■ TEXT PASSAGE

-- -- --

QuickTopic free message boards logo
Skip to Messages


Robust Real Time Object Detection

Junwen WU
02:06 PM ET (US)
Has anyone tried to use the features they are using in other objects detection problem? I remember in poggio's work about using the Harr wavelet, the reason is also that the face images have a relatively stable intensity contrast, for example, the cheek will be brighter than the nose etc. I don't think other objects have such stable feature. So I'm wondering if the rectangle features can still work well when dealing with other objects.
Dave KauchakPerson was signed in when posted
12:48 PM ET (US)
I also was a bit annoyed about the reference [2] thing. I think the paper they refer to is Tieu and Viola (2000), Boosting Image Retrieval. I'm not exactly sure why they don' explicitly site it. Tieu also has a masters thesis on this stuff (Boosting Sparse Representations for Image Retreival, 2000), which is another option.
Markus Herrgard
12:37 PM ET (US)
As far as I can see the major difference in this implementation of AdaBoost compared to the standard ones is that instead of training the same classifier on each training round (with differently weighted data) the Viola & Jones version trains an individual classifier for each feature and then selects the one with the smallest error (with respect to the weight distribution). I'm wondering whether this modification changes in any way the theoretical performance guarantees presented in the AdaBoost papers we read earlier. On second though, it probably doesn't since the weak classifier in AdaBoost can be any non-random classifier including the really weak single feature based classifier used here. A second comment is on redundancy in the feature calculations. Since the actual test images are scanned by moving a window one pixel a time it would seem like there is a lot of overlap in calculating the integral image features. Is this true and would there be a way to speed up the calculation even further by storing some of the features calculated in the previous window.

-- -- --

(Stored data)

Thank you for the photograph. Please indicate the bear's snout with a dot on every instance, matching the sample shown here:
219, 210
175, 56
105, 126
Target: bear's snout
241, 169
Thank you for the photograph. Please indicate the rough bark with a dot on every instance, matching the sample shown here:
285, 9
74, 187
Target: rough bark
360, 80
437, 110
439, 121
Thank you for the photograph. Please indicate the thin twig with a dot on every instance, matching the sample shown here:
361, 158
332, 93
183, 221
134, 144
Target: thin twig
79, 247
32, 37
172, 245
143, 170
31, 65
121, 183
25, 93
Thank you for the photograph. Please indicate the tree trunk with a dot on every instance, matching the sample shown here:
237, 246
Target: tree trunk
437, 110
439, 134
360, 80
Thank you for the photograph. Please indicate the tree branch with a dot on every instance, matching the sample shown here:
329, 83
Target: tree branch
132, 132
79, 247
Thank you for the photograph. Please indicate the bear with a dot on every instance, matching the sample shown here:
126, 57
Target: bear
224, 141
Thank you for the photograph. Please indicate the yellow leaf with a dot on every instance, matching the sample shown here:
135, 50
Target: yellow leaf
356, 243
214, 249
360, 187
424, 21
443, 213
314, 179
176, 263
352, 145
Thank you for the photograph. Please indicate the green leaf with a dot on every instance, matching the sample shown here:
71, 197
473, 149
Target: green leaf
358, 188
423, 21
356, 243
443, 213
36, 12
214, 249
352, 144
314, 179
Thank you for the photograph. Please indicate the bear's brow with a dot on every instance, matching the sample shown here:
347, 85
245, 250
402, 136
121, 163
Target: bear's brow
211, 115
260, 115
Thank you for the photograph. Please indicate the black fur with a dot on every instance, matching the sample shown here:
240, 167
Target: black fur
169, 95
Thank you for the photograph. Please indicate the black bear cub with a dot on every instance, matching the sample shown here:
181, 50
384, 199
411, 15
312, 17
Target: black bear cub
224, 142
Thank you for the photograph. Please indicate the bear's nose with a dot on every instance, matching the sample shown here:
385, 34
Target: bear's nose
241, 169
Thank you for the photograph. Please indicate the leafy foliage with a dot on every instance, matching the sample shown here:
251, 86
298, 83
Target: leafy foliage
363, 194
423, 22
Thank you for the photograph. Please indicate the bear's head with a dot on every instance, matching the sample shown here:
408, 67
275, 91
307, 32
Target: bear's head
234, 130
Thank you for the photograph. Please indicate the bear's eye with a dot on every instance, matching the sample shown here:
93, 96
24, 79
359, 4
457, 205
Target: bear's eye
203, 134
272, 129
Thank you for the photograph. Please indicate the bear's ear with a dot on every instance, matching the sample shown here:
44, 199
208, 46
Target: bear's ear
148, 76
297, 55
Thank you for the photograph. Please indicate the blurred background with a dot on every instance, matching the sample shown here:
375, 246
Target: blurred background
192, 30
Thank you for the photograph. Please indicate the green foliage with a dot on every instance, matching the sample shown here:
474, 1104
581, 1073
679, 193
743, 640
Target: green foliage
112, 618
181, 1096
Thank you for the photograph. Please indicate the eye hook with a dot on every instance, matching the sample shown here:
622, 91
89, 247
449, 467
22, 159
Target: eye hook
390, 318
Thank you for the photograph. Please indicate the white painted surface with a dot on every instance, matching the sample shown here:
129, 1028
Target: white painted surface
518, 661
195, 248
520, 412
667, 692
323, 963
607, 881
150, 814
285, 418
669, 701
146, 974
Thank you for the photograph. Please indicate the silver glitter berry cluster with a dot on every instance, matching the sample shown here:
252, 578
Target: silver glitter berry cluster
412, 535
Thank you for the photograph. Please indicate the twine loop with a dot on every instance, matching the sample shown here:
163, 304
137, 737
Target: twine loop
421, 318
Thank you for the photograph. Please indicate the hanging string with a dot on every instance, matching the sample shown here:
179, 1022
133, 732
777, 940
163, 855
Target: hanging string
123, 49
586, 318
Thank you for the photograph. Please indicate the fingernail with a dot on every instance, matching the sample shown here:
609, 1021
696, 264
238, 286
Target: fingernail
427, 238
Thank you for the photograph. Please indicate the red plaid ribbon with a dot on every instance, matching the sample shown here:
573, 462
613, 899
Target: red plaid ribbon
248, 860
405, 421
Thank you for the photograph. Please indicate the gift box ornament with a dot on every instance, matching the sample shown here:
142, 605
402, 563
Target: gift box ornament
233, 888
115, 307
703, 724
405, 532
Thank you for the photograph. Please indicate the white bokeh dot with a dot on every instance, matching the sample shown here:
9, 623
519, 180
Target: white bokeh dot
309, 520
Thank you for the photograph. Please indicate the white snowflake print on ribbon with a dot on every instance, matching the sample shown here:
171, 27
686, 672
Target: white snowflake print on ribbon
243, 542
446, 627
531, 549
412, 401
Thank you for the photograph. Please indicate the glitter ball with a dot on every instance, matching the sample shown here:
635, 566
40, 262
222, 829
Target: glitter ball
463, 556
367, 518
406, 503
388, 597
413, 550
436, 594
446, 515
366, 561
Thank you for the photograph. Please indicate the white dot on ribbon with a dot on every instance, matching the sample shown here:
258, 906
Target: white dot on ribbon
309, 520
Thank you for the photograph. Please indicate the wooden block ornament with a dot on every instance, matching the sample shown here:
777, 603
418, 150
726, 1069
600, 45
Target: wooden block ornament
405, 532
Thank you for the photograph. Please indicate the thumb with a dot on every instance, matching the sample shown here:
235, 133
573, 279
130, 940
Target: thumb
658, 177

-- -- --

■ INSTRUCTIONS
#1 Answer these questions about the forum thread on real-time object detection:
(a) Which paper does Dave Kauchak think reference [2] points to?
(b) What example does Junwen WU give of the stable intensity contrast in face images?
(c) According to Markus Herrgard, how are the actual test images scanned?
#2 Extend the forum thread on real-time object detection, picking up right after the final sentence of the last post.
The stored data is not required for any of the work here.

■ RESPONSES TO THE EXERCISE
#1
(a) Tieu and Viola (2000), Boosting Image Retrieval.
(b) The cheek will be brighter than the nose.
(c) By moving a window one pixel at a time.

#2
So much for semi-intelligent comments and on to ranting about the paper. Because there was quite a bit of stuff included in the paper I had a really hard time in putting together how the whole classifier (with the cascades and all) would actually work. The authors didn't seem to make much effort in trying to make it easy for other people to implement their method (good work Ian!). Also, what's up with reference [2] in the paper. And as a final comment judging from Fig. 10 in the paper a much easier task for object recognition would be recognizing soccer balls from cluttered images. I'm not so sure of the commercial potential of a rapid soccer ball detector though ...
Edited 10-25-2001 12:39 PM
Joe Drish
08:06 AM ET (US)
I thought the simple modification to AdaBoost in order to select a small number of essential features was clever, as was cascading. Even though simplicity of explanation is en vogue these days, I thought they could have taken more time to elaborate upon precisely how much faster features were being evaluated. Overall the paper was well organized; the authors structured the paper well in line with their three contributions, which they thankfully reiterated several times.
Edited 10-25-2001 08:06 AM
Hsin-Hao Yu
06:57 AM ET (US)
In this paper, cascading works as follow: if a less-powerful classifier says a patch is not a face, it is almost certainly not a face. However if it says it is a face, it could be a false positive. A more powerful classifier need to be used. Can you train the network to do the opposite? Train a first-stage classifier to have low false-positive, but if it says a patch is not a face, pass it on to higher classifier to decide if it is a false-negative? Seems to be ok for me, but maybe I am mising something. Is this a dumb question? --- wait! Ok it's a dumb question, after reading Ian's comment. Doh!

The second question is: Ok this model is cool. It selects the most important features from a huge set of features. But maybe that's because the huge set of features is largely junk features to begin with? What happends if you start with a (large) set of good features (steerable)? Will the AdaBoost procedure still be useful? Also, the greediness of AdaBoost might have a problem in the following situation: it's possible that the features are not independent to each other. That is, feature A might make no sense, unless feature B is also included. It seems to me that AdaBoost will not be smart enough for this siatuation.
Edited 10-25-2001 07:09 AM
andrew cosand
05:00 AM ET (US)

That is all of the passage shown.